#### [EXTRAIT À LIRE]
25. Et ayant reçu les ordres du roi, il s’en revint, n’ayant rien qui fût digne du sacerdoce, et n’apportant que le cœur d’un cruel tyran, et la colère d’une bête farouche.

26. Ainsi Jason, qui avait surpris son propre frère, fut trompé lui-même ; et ayant été chassé, il se réfugia au pays des Ammonites.

27. Ménélaüs entra de cette sorte dans la souveraine sacrificature ; mais il ne se mit point en peine d’envoyer au roi l’argent qu’il lui avait promis, quoique Sostrate, qui commandait dans la forteresse, le pressât d’en faire le paiement,

28. Comme ayant l’intendance des tributs ; c’est pourquoi ils reçurent tous deux un ordre de se rendre auprès du roi.

29. La dignité de grand-prêtre fut ôtée à Ménélaüs, et Lysimaque, son frère, lui succéda dans cette charge ; et le gouvernement de Chypre fut donné à Sostrate.

30. Pendant que ces choses se passaient, ceux de Tharse et de Mallo excitèrent une sédition, parce qu’ils avaient été donnés à Antiochide, concubine du roi.

31. Le roi y vint en grande hâte pour les apaiser, ayant laissé pour son lieutenant un des grands de sa cour, nommé Andronique.

32. Mais Ménélaiis, croyant que cette occasion lui était favorable, déroba du temple quelques vases d’or, et en donna une partie à Andronique, ayant vendu les autres à Tyr, et dans les villes voisines.

33. Onias ayant su ceci très-certainement, le reprochait à Ménélaüs, se tenant cependant à Antioche, dans un lieu sûr près de Daphné.

34. C’est pourquoi Ménélaüs alla trouver Andronique, et le pria de tuer Onias. Andronique étant donc venu ou était Onias, et lui ayant persuadé, par la parole qu’il lui donna avec serment, quoiqu’il le tînt pour suspect, de sortir de l’asile où il était, il le tua aussitôt, sans avoir aucune crainte de la justice.

35. Aussi, non seulement les Juifs, mais les autres nations mêmes, en conçurent de l’indignation, et ne pouvaient supporter l’injustice de la mort d’un si grand homme.

36. C’est pourquoi le roi étant revenu de Cilicie, les Juifs avec les Grecs l’allèrent trouver à Antioche, et lui firent leurs plaintes de ce meurtre si injuste d’Onias.

37. Antiochus fut saisi de tristesse au fond du cœur à cause de la mort d’Onias ; il fut touché de compassion, et il répandit des larmes, se souvenant de la sagesse et de la modération qui avaient toujours éclaté dans sa conduite ;

38. Et entrant en une grande colère contre Andronique, il commanda qu’on le dépouillât de la pourpre, qu’on le menât par toute la ville, et que ce sacrilège fût tué au même lieu où il avait commis cette impiété contre Onias ; le Seigneur rendant ainsi à ce misérable la punition qu’il avait si justement méritée.

#### [CONSIGNES]
[A] D'après l'extrait sur la mort d'Onias, répondez brièvement aux questions suivantes.
(i) Dans quel pays Jason se réfugia-t-il après avoir été chassé ?
(ii) Qui succéda à Ménélaüs dans la dignité de grand-prêtre ?
(iii) Qui le roi laissa-t-il comme lieutenant en partant apaiser la sédition ?
[B] Indiquez si chacune des affirmations suivantes s'accorde avec l'extrait sur la mort d'Onias, en citant les mots du texte qui en décident.
(i) Le gouvernement de Chypre fut confié à Sostrate.
(ii) Ménélaüs vendit à Tyr la totalité des vases d'or dérobés au temple.
(iii) Onias se tenait à Antioche, près de Daphné.

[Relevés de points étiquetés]

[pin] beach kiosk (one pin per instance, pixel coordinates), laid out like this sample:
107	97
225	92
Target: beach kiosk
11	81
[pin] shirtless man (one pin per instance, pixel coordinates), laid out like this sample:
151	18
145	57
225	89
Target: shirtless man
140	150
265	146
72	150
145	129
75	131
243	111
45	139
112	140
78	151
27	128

#### [CORRIGÉS]
[A]
(i) Au pays des Ammonites.
(ii) Lysimaque, son frère.
(iii) Andronique, un des grands de sa cour.

[B]
(i) Oui : « le gouvernement de Chypre fut donné à Sostrate ».
(ii) Non : « en donna une partie à Andronique, ayant vendu les autres à Tyr ».
(iii) Oui : « se tenant cependant à Antioche, dans un lieu sûr près de Daphné ».